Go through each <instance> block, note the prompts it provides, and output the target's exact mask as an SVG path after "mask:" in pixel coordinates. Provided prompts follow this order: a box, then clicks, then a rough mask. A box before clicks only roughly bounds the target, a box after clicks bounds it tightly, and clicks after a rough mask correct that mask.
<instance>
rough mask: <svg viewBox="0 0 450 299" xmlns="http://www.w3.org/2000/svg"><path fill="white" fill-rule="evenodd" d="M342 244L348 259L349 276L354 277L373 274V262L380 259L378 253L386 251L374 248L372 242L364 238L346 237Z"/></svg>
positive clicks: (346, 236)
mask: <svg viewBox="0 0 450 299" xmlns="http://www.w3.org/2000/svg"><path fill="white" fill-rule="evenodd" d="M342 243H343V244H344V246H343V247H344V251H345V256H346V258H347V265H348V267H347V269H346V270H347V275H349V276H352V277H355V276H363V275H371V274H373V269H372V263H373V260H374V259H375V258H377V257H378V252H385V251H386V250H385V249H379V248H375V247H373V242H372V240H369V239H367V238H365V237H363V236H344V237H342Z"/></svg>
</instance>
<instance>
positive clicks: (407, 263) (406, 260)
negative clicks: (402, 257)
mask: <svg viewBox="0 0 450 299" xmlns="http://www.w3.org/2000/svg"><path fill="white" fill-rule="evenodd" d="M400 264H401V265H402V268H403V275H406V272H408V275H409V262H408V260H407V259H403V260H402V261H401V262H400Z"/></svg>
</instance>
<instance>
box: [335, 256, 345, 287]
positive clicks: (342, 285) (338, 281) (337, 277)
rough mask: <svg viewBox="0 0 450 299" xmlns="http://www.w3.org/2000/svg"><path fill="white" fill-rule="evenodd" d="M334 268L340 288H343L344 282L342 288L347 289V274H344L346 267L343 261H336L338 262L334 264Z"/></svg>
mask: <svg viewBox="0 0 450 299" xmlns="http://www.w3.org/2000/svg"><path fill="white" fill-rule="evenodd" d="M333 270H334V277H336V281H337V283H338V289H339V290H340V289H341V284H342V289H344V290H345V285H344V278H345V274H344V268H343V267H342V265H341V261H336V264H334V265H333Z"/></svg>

════

> [WRITTEN TASK]: Would you transcribe every entry exactly?

> [ANSWER]:
Go through each <instance> block, note the prompts it provides, and output the target's exact mask as an SVG path after "mask:" in pixel coordinates. Provided prompts follow this order: a box, then clicks, then a rough mask. A box before clicks only roughly bounds the target, a box after clicks bounds it tightly, and clicks after a rough mask correct that mask.
<instance>
rough mask: <svg viewBox="0 0 450 299" xmlns="http://www.w3.org/2000/svg"><path fill="white" fill-rule="evenodd" d="M342 244L348 259L349 276L354 277L373 274V262L380 259L378 253L386 251L374 248L372 242L364 238L346 237Z"/></svg>
positive clicks: (346, 236)
mask: <svg viewBox="0 0 450 299" xmlns="http://www.w3.org/2000/svg"><path fill="white" fill-rule="evenodd" d="M342 243H343V244H344V246H343V247H344V251H345V256H346V258H347V265H348V267H347V269H346V270H347V275H349V276H352V277H355V276H363V275H371V274H373V269H372V263H373V260H374V259H375V258H377V257H378V252H385V251H386V250H385V249H379V248H375V247H373V242H372V240H369V239H367V238H365V237H363V236H344V237H342Z"/></svg>
</instance>
<instance>
positive clicks: (407, 263) (406, 260)
negative clicks: (402, 257)
mask: <svg viewBox="0 0 450 299" xmlns="http://www.w3.org/2000/svg"><path fill="white" fill-rule="evenodd" d="M400 264H401V265H402V268H403V275H406V272H408V275H409V262H408V260H407V259H403V260H402V261H401V262H400Z"/></svg>
</instance>
<instance>
box: [335, 256, 345, 287]
positive clicks: (342, 285) (338, 281) (337, 277)
rough mask: <svg viewBox="0 0 450 299" xmlns="http://www.w3.org/2000/svg"><path fill="white" fill-rule="evenodd" d="M334 268L340 288H343L344 282L342 288L347 289V274H344L346 267L343 261H336L338 262L334 264Z"/></svg>
mask: <svg viewBox="0 0 450 299" xmlns="http://www.w3.org/2000/svg"><path fill="white" fill-rule="evenodd" d="M333 270H334V277H336V281H337V283H338V289H339V290H340V289H341V284H342V289H344V290H345V285H344V278H345V274H344V268H343V267H342V265H341V261H336V264H334V265H333Z"/></svg>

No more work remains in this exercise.